--- TEXTE RETENU ---
02/06/2019

Directives anticipées


Mises en place en 2005 par la loi Leonetti, c'est ce qui permet à toute personne majeure de préciser par écrit ses souhaits concernant sa fin de vie pour le jour où elle ne serait plus en mesure de les exprimer, à la suite par exemple d'un accident ou du fait de l'évolution d'une maladie incurable, ceci afin d'aider les médecins à prendre leurs décisions le moment venu.





A ce propos, j'aurais aimé avoir écrit ce billet de François Morel diffusé dernièrement sur France Inter : 
"Je sors du studio, je me fais écraser par une trottinette. Je suis hospitalisé, je deviens inconscient, incapable de m’exprimer. Heureusement, publiquement j’aurais, juste avant, donné mes directives anticipées. Vous saurez quoi faire de moi. 
Enfin, moi même, pour l’instant, en réalité, je ne sais pas trop. Je pourrais faire le fier à bras mental en disant "s’il m’arrive quelque chose, je veux tout de suite en finir". C’est facile à dire. Je suis aujourd’hui dans une forme éblouissante. Je lisais encore hier soir avant de m’endormir les résultats de mes derniers résultats hématologiques, ils sont excellents. Ma vitesse de sédimentation, ma numérotation globulaire, ma formule leucocytaire, tout est formidable, ce qui a fait dire à mon médecin traitant : "Monsieur Morel, vous êtes une véritable petite machine".
--- ENTRÉES FOURNIES ---
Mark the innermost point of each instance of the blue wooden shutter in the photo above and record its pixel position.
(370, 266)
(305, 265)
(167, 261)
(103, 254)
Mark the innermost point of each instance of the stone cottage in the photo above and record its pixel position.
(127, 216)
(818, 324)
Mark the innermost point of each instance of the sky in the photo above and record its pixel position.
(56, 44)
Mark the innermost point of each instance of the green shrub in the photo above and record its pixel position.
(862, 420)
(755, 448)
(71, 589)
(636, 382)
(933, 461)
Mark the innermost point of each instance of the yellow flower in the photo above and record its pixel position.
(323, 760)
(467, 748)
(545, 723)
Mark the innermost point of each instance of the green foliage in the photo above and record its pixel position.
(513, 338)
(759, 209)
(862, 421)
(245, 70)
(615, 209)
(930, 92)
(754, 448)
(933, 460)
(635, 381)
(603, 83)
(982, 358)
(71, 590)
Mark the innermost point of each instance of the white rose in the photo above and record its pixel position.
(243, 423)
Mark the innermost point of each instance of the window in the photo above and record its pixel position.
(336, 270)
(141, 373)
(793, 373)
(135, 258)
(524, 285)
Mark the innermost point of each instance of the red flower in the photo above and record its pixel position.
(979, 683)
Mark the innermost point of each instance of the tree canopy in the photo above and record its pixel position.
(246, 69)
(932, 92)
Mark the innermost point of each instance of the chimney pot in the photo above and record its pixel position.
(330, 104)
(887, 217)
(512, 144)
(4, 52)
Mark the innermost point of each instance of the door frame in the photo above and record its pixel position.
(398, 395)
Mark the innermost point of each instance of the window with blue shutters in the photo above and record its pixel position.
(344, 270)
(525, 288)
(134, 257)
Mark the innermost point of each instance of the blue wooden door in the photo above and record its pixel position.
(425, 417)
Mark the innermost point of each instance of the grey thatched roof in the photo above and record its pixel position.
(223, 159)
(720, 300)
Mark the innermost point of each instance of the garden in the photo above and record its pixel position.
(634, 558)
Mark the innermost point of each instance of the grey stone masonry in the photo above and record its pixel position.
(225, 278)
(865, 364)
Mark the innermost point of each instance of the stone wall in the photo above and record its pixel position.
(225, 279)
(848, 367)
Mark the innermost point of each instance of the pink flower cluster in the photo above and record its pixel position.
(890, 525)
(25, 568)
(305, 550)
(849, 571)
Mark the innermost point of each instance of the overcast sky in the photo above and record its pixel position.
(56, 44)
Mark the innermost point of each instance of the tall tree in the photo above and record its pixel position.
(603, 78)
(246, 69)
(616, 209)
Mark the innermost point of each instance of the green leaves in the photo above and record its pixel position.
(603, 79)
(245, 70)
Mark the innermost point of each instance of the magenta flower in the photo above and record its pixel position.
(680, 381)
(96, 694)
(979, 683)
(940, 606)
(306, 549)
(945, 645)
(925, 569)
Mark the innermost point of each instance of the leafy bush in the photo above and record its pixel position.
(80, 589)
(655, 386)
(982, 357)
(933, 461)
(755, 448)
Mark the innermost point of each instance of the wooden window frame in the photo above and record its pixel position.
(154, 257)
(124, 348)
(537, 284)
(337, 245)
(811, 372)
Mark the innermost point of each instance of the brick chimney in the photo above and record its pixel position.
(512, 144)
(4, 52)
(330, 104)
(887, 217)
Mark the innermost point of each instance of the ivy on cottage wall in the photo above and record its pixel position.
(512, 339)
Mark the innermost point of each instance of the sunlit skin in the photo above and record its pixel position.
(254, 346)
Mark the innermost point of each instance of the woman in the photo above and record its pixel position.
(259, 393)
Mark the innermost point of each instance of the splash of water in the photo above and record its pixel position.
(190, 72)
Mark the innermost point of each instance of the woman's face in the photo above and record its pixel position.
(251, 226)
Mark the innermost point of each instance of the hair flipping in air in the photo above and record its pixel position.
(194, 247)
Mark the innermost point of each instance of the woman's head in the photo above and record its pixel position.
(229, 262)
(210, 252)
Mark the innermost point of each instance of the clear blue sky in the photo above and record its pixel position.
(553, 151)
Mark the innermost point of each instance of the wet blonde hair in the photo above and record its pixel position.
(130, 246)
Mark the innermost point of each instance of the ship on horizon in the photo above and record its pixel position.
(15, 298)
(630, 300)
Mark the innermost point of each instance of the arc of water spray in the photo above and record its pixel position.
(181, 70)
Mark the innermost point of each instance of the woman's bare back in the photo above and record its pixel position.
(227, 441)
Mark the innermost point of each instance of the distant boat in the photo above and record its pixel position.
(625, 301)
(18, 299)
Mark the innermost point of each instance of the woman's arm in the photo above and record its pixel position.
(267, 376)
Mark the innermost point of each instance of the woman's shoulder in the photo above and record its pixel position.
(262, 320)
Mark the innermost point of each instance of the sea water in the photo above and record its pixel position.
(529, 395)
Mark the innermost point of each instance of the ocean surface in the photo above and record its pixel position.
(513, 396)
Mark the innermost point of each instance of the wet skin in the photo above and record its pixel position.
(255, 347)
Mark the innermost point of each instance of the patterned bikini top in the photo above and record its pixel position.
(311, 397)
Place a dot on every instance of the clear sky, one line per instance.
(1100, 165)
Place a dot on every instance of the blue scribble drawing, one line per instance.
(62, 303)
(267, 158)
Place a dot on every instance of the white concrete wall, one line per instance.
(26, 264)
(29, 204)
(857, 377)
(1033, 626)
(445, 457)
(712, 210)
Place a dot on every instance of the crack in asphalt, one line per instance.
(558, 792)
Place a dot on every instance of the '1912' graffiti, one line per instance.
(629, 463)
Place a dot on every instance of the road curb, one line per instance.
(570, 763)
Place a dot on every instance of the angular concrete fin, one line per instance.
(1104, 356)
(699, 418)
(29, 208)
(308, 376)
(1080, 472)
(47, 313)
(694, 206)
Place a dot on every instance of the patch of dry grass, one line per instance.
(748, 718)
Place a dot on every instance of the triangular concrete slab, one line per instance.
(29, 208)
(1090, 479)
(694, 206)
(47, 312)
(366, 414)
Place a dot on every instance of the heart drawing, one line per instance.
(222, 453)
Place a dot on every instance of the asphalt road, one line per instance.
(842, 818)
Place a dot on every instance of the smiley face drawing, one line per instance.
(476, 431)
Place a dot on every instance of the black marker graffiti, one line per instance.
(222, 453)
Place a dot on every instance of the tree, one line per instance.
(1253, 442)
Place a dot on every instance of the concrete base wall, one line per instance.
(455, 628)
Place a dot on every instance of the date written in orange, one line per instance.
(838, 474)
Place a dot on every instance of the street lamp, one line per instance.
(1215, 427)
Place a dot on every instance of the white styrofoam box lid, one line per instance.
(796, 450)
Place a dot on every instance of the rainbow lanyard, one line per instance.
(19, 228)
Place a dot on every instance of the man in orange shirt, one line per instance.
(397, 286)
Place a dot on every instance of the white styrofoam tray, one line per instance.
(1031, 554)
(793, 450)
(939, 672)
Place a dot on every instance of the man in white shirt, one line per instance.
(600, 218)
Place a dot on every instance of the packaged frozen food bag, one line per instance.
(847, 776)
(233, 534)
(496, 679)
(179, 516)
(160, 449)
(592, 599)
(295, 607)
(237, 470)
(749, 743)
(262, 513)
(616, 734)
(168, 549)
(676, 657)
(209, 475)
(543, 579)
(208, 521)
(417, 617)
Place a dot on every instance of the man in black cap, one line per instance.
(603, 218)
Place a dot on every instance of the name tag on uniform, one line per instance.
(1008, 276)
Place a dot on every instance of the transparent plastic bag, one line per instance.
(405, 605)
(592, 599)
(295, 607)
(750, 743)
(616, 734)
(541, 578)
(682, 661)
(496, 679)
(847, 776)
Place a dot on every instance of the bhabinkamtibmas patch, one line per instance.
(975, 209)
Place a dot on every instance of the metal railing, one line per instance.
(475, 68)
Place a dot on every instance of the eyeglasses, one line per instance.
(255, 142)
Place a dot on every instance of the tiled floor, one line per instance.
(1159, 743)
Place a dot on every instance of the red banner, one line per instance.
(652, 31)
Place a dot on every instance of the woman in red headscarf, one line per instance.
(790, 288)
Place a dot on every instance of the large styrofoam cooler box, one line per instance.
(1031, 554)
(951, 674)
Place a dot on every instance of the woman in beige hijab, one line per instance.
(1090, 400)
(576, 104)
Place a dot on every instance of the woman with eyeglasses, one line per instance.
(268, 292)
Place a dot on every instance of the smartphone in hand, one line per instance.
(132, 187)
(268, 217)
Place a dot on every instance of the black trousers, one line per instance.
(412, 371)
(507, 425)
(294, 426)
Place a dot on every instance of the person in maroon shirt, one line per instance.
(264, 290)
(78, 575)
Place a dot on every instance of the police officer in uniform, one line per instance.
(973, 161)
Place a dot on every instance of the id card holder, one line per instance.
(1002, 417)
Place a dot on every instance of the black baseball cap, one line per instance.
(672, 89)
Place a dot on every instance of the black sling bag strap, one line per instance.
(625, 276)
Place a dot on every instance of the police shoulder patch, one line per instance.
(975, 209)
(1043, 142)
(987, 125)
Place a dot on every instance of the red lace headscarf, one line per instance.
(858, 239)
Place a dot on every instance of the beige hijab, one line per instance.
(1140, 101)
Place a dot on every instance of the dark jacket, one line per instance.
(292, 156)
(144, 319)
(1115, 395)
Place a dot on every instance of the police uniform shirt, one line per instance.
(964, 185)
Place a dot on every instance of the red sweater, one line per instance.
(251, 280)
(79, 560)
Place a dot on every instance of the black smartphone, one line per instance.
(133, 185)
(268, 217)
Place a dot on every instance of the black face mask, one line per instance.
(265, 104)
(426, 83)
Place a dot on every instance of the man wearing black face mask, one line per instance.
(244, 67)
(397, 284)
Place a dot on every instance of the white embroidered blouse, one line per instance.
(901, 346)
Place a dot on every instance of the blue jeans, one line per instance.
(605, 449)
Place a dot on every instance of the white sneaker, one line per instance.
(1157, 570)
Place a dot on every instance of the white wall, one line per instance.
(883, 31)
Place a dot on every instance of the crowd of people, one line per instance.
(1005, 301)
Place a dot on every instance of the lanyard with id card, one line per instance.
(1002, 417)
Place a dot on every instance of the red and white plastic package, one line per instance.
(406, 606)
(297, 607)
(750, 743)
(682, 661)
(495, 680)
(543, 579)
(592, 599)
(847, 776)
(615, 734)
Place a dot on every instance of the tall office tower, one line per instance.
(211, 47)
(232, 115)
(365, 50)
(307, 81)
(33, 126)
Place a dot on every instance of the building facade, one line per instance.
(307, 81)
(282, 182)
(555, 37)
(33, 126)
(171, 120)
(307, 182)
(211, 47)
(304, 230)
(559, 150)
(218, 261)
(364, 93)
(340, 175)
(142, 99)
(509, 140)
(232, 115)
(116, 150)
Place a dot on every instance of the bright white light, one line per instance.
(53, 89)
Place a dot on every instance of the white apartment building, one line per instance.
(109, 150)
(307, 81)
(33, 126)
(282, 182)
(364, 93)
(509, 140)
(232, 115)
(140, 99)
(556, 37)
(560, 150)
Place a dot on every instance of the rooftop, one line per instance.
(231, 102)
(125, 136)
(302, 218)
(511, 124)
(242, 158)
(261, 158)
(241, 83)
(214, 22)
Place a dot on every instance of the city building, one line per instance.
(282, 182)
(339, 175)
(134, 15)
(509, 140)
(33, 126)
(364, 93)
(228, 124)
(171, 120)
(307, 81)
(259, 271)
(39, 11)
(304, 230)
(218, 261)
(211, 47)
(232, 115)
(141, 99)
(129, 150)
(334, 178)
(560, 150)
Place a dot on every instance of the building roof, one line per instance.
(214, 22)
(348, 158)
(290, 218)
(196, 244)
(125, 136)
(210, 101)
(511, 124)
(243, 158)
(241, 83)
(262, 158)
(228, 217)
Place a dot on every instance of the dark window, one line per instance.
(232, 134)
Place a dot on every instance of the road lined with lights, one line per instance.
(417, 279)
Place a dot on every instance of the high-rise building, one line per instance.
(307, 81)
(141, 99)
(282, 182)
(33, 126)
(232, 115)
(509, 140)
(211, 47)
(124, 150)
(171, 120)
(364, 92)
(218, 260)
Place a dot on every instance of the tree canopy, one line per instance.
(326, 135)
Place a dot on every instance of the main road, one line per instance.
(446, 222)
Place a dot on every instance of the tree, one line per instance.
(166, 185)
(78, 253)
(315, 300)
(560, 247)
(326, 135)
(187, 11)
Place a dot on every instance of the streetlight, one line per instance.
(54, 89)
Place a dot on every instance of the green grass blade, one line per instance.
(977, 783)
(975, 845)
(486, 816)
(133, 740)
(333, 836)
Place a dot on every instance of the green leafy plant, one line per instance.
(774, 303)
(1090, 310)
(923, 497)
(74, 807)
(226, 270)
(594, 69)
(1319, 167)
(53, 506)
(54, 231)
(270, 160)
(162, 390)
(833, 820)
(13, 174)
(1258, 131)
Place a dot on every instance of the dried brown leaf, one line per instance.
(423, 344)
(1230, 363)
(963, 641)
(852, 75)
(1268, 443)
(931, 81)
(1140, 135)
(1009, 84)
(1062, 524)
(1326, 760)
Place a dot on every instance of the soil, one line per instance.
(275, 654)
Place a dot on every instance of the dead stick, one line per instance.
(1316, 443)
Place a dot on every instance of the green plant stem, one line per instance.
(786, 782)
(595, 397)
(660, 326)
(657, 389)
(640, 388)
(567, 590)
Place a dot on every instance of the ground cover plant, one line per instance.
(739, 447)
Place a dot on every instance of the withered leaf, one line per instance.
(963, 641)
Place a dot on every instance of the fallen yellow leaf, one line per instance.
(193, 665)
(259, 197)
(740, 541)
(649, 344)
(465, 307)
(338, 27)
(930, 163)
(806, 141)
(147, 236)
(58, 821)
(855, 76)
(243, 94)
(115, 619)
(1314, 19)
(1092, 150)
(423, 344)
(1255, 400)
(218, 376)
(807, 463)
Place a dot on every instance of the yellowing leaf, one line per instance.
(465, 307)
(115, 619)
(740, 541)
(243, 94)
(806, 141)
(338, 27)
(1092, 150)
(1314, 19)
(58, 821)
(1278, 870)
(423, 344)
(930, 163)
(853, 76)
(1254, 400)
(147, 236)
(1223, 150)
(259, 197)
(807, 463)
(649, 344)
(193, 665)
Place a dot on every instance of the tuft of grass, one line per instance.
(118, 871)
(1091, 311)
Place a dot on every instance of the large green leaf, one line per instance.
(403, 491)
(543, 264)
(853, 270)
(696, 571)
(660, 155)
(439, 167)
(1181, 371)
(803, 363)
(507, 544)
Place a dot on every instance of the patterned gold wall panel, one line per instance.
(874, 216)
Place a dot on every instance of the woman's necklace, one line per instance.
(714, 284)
---
* **LISTE DES TÂCHES**
- a) Recopiez le passage du texte sur les directives anticipées qui va de « A ce propos, j'aurais » à « faire de moi. ».
- b) Pour chaque affirmation, dites si le texte sur les directives anticipées la confirme (oui ou non) et citez les mots qui tranchent : (i) les directives anticipées ont été instaurées par la loi Leonetti ; (ii) seules les personnes atteintes d'une maladie incurable peuvent rédiger des directives anticipées ; (iii) le billet de François Morel a été diffusé sur France Inter.
Les enregistrements viennent d'une autre source.

* **RÉSULTATS PAR TÂCHE**
- a)
A ce propos, j'aurais aimé avoir écrit ce billet de François Morel diffusé dernièrement sur France Inter : 
"Je sors du studio, je me fais écraser par une trottinette. Je suis hospitalisé, je deviens inconscient, incapable de m’exprimer. Heureusement, publiquement j’aurais, juste avant, donné mes directives anticipées. Vous saurez quoi faire de moi.

- b)
(i) Oui : « Mises en place en 2005 par la loi Leonetti ».
(ii) Non : « toute personne majeure ».
(iii) Oui : « diffusé dernièrement sur France Inter ».